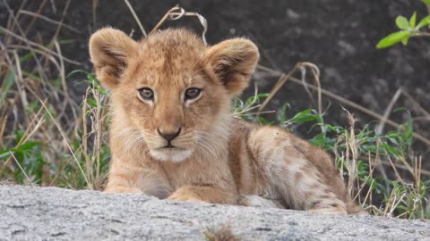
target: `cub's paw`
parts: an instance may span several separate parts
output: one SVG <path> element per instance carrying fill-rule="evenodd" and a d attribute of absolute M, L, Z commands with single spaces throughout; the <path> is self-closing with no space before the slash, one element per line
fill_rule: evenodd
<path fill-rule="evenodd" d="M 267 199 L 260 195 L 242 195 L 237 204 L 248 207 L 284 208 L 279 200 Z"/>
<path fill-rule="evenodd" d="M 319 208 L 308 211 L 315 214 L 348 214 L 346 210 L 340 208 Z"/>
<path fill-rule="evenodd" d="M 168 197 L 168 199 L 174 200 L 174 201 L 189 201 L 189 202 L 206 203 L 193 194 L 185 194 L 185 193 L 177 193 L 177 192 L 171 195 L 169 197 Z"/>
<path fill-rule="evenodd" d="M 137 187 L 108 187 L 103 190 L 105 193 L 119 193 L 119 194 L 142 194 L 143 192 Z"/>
...
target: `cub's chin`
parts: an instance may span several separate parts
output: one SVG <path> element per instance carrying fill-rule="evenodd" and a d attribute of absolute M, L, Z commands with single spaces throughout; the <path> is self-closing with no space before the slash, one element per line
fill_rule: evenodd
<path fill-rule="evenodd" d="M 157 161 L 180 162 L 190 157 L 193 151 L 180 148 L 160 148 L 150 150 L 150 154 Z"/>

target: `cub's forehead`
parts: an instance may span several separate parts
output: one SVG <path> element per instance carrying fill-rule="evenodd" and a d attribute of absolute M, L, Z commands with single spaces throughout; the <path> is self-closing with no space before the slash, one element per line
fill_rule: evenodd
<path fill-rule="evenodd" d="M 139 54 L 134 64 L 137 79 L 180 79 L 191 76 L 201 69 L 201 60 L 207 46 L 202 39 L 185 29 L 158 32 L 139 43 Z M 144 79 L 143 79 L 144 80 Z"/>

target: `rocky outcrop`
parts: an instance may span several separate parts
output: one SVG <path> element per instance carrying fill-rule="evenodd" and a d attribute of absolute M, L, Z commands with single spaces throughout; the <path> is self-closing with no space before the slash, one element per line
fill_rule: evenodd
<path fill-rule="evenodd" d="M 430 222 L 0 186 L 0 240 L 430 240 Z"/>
---
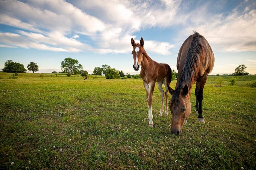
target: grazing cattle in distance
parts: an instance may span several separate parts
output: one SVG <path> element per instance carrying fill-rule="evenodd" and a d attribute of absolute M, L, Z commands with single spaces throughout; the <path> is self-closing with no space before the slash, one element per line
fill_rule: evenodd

● **Set exercise**
Collect every line of the lines above that contains the string "target", matching case exactly.

● **Correct answer**
target: `cub's paw`
target: `cub's chin`
target: `cub's forehead`
target: `rocky outcrop`
target: grazing cattle in distance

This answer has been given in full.